____ Extracted material

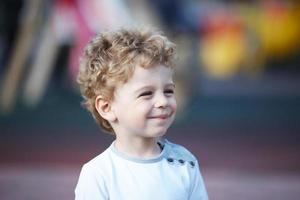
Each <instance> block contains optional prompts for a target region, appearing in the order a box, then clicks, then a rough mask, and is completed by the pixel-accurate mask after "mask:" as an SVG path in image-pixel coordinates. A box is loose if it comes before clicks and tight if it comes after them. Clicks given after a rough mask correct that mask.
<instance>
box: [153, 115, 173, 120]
mask: <svg viewBox="0 0 300 200" xmlns="http://www.w3.org/2000/svg"><path fill="white" fill-rule="evenodd" d="M171 116H172V114H168V115H156V116H151V117H149V119H167V118H169V117H171Z"/></svg>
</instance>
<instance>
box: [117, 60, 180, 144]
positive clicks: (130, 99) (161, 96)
mask: <svg viewBox="0 0 300 200" xmlns="http://www.w3.org/2000/svg"><path fill="white" fill-rule="evenodd" d="M172 75H173V71H172V69H170V68H167V67H165V66H163V65H157V66H154V67H152V68H149V69H144V68H142V67H138V66H137V67H136V69H135V71H134V73H133V76H132V77H131V78H130V79H129V81H128V82H127V83H125V84H123V85H121V86H119V87H117V89H116V91H115V98H114V101H113V102H112V104H111V109H112V112H114V114H115V116H116V121H115V122H113V123H112V126H113V128H114V130H115V132H116V134H117V136H118V135H120V136H121V137H124V136H125V137H127V136H128V137H144V138H152V137H159V136H162V135H164V134H165V132H166V131H167V129H168V128H169V126H170V125H171V123H172V122H173V120H174V116H175V113H176V108H177V105H176V100H175V95H174V87H175V85H174V83H173V79H172Z"/></svg>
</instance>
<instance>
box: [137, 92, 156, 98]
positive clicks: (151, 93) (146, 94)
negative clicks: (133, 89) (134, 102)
mask: <svg viewBox="0 0 300 200" xmlns="http://www.w3.org/2000/svg"><path fill="white" fill-rule="evenodd" d="M152 94H153V92H151V91H146V92H143V93H142V94H140V95H139V97H147V96H151V95H152Z"/></svg>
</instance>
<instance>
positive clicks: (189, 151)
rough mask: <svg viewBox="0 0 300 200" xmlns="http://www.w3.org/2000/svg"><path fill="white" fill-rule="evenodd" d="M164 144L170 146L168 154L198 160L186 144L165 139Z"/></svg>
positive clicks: (194, 159)
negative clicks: (185, 145) (192, 153)
mask: <svg viewBox="0 0 300 200" xmlns="http://www.w3.org/2000/svg"><path fill="white" fill-rule="evenodd" d="M163 142H164V145H165V146H166V147H168V148H169V151H168V154H169V155H168V156H169V157H172V158H175V159H178V160H179V159H182V160H185V161H193V162H196V161H197V158H196V157H195V156H194V155H193V154H192V153H191V152H190V151H189V150H188V149H187V148H185V147H184V146H182V145H179V144H175V143H172V142H170V141H168V140H167V139H163Z"/></svg>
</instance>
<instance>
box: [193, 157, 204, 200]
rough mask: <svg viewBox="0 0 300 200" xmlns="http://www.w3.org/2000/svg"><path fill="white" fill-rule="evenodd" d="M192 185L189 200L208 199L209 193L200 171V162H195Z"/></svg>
mask: <svg viewBox="0 0 300 200" xmlns="http://www.w3.org/2000/svg"><path fill="white" fill-rule="evenodd" d="M191 186H192V187H191V190H190V191H191V192H190V196H189V200H208V195H207V192H206V188H205V185H204V181H203V178H202V176H201V173H200V169H199V164H198V162H196V163H195V168H194V173H193V176H192V183H191Z"/></svg>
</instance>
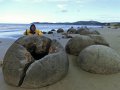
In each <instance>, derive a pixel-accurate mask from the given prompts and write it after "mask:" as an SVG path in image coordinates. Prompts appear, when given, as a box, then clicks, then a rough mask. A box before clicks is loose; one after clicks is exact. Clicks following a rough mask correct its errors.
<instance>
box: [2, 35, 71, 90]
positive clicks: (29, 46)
mask: <svg viewBox="0 0 120 90" xmlns="http://www.w3.org/2000/svg"><path fill="white" fill-rule="evenodd" d="M68 67H69V62H68V58H67V55H66V53H65V51H64V48H63V47H62V45H61V44H60V43H59V42H58V41H56V40H51V39H49V38H47V37H44V36H42V37H40V36H34V35H33V36H23V37H21V38H19V39H18V40H16V41H15V42H14V43H13V44H12V46H11V47H10V48H9V49H8V51H7V53H6V55H5V57H4V60H3V68H2V70H3V76H4V80H5V81H6V82H7V83H8V84H10V85H13V86H19V87H25V88H38V87H43V86H48V85H50V84H53V83H55V82H57V81H59V80H60V79H62V78H63V77H64V76H65V75H66V74H67V72H68Z"/></svg>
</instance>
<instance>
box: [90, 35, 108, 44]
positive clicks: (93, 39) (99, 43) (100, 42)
mask: <svg viewBox="0 0 120 90" xmlns="http://www.w3.org/2000/svg"><path fill="white" fill-rule="evenodd" d="M89 36H90V38H92V39H93V40H94V42H95V44H96V45H97V44H98V45H105V46H110V45H109V43H108V42H107V41H106V40H105V38H104V37H103V36H102V35H94V34H90V35H89Z"/></svg>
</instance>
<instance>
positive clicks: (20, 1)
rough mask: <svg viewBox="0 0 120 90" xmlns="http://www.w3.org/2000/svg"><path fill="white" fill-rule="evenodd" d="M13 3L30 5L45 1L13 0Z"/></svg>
mask: <svg viewBox="0 0 120 90" xmlns="http://www.w3.org/2000/svg"><path fill="white" fill-rule="evenodd" d="M12 1H14V2H22V3H24V2H27V3H28V2H29V3H39V2H43V0H31V1H30V0H12Z"/></svg>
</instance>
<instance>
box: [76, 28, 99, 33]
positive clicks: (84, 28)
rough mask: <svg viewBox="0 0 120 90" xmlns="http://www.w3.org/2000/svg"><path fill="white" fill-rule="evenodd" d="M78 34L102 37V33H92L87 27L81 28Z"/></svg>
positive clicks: (77, 30)
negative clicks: (99, 36) (92, 35)
mask: <svg viewBox="0 0 120 90" xmlns="http://www.w3.org/2000/svg"><path fill="white" fill-rule="evenodd" d="M76 33H77V34H80V35H89V34H96V35H100V33H99V32H98V31H96V30H94V31H90V30H89V29H88V28H87V27H81V28H79V29H78V30H77V32H76Z"/></svg>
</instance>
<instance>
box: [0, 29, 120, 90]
mask: <svg viewBox="0 0 120 90" xmlns="http://www.w3.org/2000/svg"><path fill="white" fill-rule="evenodd" d="M98 29H99V30H100V31H99V32H100V33H101V34H102V35H103V36H104V37H105V39H106V40H107V41H108V42H109V43H110V46H111V47H112V48H113V49H115V50H116V51H117V52H118V54H120V29H107V28H98ZM98 29H97V30H98ZM48 37H52V36H50V35H48ZM58 40H59V39H58ZM0 41H2V43H0V51H1V52H0V58H1V59H3V57H4V54H5V52H6V50H7V49H8V47H9V46H10V45H11V44H12V43H13V41H14V40H13V41H12V40H9V39H4V40H2V39H0ZM67 41H68V39H60V40H59V42H60V43H61V44H62V45H63V46H65V45H66V43H67ZM6 43H7V45H4V44H6ZM68 58H69V71H68V74H67V75H66V77H65V78H63V79H62V80H60V81H58V82H57V83H55V84H53V85H50V86H47V87H43V88H38V89H30V90H120V73H117V74H111V75H99V74H92V73H88V72H86V71H83V70H82V69H80V68H79V67H78V66H77V63H76V59H77V57H76V56H72V55H68ZM0 90H28V89H24V88H20V87H12V86H10V85H7V84H6V83H5V81H4V78H3V74H2V70H1V67H0Z"/></svg>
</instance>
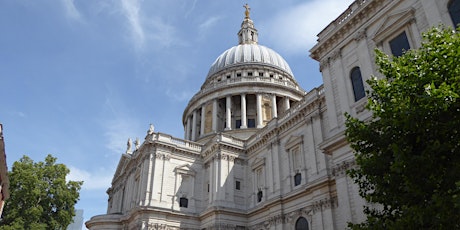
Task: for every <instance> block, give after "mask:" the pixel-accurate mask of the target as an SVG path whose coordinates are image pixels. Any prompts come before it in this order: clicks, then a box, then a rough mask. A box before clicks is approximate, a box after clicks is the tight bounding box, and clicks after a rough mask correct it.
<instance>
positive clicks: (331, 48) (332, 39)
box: [310, 0, 395, 62]
mask: <svg viewBox="0 0 460 230" xmlns="http://www.w3.org/2000/svg"><path fill="white" fill-rule="evenodd" d="M392 1H395V0H355V1H354V2H353V3H352V4H351V5H350V6H349V7H348V9H347V10H345V11H344V12H343V13H342V14H341V15H340V16H339V17H338V18H337V19H335V20H334V21H333V22H331V23H330V24H329V25H328V26H327V27H326V28H325V29H324V30H322V31H321V32H320V33H319V34H318V43H317V44H316V45H315V46H314V47H313V48H312V49H310V53H311V54H310V57H312V58H313V59H315V60H317V61H320V62H321V61H323V60H326V59H328V58H327V57H326V55H327V54H328V53H330V51H331V50H332V49H333V48H335V47H341V46H340V45H338V44H339V43H341V42H343V41H345V40H346V38H349V37H353V36H352V35H353V34H354V33H356V31H358V30H359V28H362V26H363V25H365V24H366V22H368V21H370V20H371V18H372V17H374V16H375V15H377V13H378V10H379V9H381V7H380V6H382V5H388V4H389V3H390V2H392Z"/></svg>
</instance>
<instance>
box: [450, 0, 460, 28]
mask: <svg viewBox="0 0 460 230" xmlns="http://www.w3.org/2000/svg"><path fill="white" fill-rule="evenodd" d="M448 8H449V14H450V18H452V22H453V23H454V25H455V28H457V27H458V24H459V23H460V0H452V1H451V2H450V3H449V6H448Z"/></svg>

________

**Task directions**
Using the data above, show each line where "pixel" occurs.

**Task output**
Each <instance> block contains optional prompts for a target region, appearing in the order a box, then clicks, then a rough mask, and is completed by the pixel-accurate mask after "mask:" as an SVG path in image-pixel coordinates. A box is loose if it comes before clicks and tight if it comes after them. Clicks given after a rough mask correct that mask.
In each <instance>, derive a pixel-accurate mask from the given prompts and write it after "mask:" as an SVG path in image coordinates. Prompts appear, when given, as a box, then clicks, then a rough mask. A box before clicks is loose; one after clicks is exact. Clicks following a rough mask correct its errors.
Task: for every <instance> block, give after "mask:" the pixel-accurate mask of the target as an SVG path whose coordinates are image pixels. Any prompts come before it in this order: clicks, then a box, then a rough mask. A box before clicks is approximate, a box after clicks is the tight bounding box, and clicks after a rough mask correct it.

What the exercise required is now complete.